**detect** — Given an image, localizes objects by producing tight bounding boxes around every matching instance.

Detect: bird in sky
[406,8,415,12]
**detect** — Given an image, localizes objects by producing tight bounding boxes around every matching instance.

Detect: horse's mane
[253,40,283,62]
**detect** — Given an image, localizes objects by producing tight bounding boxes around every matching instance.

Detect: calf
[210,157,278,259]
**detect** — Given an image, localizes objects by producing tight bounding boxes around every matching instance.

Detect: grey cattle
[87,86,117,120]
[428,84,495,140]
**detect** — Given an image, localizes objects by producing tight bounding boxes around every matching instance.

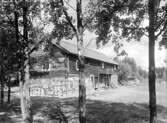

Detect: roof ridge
[52,39,118,65]
[60,40,113,60]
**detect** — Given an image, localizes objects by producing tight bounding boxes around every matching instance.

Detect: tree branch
[144,32,149,37]
[82,0,104,29]
[5,14,25,40]
[28,40,44,55]
[83,0,127,31]
[155,20,167,39]
[154,0,161,24]
[28,22,48,54]
[154,12,167,31]
[64,0,76,11]
[60,0,77,33]
[5,7,48,55]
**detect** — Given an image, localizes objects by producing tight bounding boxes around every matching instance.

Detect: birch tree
[48,0,142,122]
[1,0,47,122]
[89,1,167,123]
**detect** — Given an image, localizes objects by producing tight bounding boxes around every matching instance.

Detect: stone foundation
[30,76,95,97]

-=-=-=-=-

**Exercise**: With the line containing "Detect: roof ridge" as the first and the final line of the entries above as the last, write out that span exactly and nothing more.

**Answer to the problem**:
Detect: roof ridge
[52,39,118,65]
[60,40,113,60]
**detect** — Given an image, localizes objects by producing tight bounding boxes around every matching instance.

Detect: tree branch
[144,32,149,37]
[82,0,104,29]
[5,14,25,40]
[28,40,44,55]
[83,0,127,31]
[155,20,167,39]
[154,0,161,24]
[28,22,48,54]
[154,12,167,31]
[64,0,76,11]
[60,0,77,33]
[5,7,48,55]
**detect** — Given an image, localizes objects by producing tight bounding boxes around every matching instance.

Detect: birch tree
[48,0,142,122]
[1,0,47,122]
[89,1,167,123]
**detect** — Given an image, localizes objects by producing tight bounding boxes around every matching instance.

Detect: stone foundation
[30,76,95,97]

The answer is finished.